Region annotation entries:

§

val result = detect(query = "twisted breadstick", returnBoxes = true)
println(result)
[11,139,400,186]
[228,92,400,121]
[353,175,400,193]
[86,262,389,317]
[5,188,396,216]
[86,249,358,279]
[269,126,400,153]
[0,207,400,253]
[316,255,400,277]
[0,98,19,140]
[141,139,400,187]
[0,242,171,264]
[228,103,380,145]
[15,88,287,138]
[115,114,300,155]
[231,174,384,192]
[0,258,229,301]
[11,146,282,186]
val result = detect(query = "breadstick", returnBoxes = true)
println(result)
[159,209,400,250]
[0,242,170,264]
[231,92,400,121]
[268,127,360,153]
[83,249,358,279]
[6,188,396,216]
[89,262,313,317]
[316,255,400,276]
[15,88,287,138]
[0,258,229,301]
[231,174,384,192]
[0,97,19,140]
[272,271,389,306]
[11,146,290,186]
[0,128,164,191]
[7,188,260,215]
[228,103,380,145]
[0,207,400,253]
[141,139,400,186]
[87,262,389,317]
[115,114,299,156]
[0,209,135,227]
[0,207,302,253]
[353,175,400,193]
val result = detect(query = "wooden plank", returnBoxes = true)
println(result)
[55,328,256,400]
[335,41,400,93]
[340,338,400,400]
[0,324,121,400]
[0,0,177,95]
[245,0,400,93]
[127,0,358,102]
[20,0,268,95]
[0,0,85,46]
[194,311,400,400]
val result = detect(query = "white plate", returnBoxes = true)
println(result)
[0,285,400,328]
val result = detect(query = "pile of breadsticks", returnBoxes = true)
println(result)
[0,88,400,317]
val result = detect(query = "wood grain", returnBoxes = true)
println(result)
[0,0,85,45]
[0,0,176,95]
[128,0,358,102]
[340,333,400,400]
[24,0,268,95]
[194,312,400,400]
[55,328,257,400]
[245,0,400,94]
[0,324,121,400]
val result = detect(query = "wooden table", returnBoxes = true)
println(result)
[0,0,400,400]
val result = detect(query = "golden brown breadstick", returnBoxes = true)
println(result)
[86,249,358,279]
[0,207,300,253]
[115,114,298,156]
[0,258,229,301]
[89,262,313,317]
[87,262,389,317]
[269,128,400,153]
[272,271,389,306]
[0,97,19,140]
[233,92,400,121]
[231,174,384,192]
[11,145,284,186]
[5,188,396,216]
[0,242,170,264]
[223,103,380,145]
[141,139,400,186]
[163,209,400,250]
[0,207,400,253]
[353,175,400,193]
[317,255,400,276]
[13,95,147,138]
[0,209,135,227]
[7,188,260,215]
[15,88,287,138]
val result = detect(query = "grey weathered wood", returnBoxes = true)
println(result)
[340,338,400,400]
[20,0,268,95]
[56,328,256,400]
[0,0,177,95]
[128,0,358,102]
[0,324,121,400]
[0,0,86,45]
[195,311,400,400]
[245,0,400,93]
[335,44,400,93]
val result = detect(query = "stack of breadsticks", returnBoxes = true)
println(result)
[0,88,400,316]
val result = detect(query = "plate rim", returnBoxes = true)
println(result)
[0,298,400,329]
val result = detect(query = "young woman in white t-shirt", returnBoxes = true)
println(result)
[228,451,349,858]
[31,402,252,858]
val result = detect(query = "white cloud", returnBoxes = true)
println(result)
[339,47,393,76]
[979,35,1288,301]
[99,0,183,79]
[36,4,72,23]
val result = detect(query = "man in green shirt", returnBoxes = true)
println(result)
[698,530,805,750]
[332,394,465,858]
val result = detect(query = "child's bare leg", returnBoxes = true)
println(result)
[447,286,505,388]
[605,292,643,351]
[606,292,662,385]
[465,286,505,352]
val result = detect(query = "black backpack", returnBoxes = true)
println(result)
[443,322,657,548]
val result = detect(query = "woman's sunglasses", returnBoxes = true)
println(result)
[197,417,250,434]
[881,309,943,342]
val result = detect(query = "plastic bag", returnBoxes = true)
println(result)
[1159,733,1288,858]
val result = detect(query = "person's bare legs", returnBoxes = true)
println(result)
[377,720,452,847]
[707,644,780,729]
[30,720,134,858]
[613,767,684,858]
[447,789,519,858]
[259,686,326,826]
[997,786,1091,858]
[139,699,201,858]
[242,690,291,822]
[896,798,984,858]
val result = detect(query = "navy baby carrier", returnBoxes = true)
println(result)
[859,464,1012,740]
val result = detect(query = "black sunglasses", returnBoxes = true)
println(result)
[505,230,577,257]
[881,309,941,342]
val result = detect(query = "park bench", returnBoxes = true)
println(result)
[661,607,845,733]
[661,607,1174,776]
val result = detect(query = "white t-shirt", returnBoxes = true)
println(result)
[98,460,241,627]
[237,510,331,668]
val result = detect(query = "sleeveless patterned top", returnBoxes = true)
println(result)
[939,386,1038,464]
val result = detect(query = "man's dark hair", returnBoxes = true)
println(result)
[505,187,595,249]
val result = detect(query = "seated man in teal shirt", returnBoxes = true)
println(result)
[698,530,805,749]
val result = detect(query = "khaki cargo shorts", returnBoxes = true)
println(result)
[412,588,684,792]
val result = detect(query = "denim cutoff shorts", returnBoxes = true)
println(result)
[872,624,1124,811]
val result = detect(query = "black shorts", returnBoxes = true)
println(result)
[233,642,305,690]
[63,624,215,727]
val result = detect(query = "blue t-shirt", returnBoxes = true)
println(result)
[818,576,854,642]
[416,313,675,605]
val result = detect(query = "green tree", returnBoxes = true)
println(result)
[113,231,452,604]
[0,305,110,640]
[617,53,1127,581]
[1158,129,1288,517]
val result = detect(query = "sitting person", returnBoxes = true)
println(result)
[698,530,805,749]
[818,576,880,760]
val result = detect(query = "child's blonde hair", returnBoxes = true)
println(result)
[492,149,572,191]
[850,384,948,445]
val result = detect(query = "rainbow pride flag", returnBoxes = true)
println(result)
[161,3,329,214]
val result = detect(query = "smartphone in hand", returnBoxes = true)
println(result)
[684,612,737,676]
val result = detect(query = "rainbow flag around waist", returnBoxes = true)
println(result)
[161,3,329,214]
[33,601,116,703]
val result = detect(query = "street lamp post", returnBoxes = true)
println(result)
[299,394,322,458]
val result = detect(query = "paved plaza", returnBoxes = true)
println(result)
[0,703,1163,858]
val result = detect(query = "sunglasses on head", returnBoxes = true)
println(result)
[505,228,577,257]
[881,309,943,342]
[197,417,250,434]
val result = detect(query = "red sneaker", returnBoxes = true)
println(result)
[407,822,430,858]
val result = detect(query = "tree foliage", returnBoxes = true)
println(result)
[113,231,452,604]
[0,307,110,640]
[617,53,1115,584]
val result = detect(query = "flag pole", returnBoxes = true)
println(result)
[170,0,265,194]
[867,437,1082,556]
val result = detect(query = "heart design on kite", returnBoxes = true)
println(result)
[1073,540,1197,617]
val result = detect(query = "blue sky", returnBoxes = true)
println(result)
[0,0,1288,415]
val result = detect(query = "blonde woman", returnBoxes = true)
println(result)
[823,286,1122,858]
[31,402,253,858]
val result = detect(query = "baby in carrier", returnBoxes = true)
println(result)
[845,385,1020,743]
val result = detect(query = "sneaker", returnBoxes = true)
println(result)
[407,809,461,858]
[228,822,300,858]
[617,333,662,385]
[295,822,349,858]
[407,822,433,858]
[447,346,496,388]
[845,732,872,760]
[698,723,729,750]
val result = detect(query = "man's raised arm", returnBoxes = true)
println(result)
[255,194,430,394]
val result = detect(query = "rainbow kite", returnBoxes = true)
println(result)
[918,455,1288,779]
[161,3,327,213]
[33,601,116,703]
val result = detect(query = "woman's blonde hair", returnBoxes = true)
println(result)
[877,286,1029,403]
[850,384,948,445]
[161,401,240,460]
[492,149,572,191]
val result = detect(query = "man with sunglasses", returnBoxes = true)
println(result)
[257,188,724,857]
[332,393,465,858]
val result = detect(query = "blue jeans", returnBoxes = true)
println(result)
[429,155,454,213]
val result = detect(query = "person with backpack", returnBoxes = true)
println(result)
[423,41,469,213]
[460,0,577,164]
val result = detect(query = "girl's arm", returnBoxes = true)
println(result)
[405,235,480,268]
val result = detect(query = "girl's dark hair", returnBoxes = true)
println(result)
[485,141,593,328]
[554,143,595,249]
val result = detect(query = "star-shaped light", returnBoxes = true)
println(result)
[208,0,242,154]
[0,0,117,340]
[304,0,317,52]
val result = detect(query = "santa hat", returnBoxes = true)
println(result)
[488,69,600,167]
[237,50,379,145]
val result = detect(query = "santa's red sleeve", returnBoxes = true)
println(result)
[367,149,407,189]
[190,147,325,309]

§

**DIRECTIONS:**
Rename "twisted breadstick" to "braided breadstick" in the lines from the first line of the entries through the line containing "[11,146,282,186]", and reproduce only those lines with everything else unchanged.

**PROBLEM SOLUTION:**
val result = detect(query = "braided breadstick", returnBoxes = true)
println(result)
[11,139,400,186]
[228,92,400,121]
[353,175,400,193]
[86,262,389,317]
[5,188,396,216]
[86,249,358,279]
[269,126,400,153]
[0,207,400,253]
[316,255,400,277]
[0,98,19,140]
[141,139,400,187]
[0,242,171,264]
[228,103,380,145]
[15,88,287,138]
[115,114,300,155]
[231,174,384,192]
[0,258,229,301]
[11,146,282,186]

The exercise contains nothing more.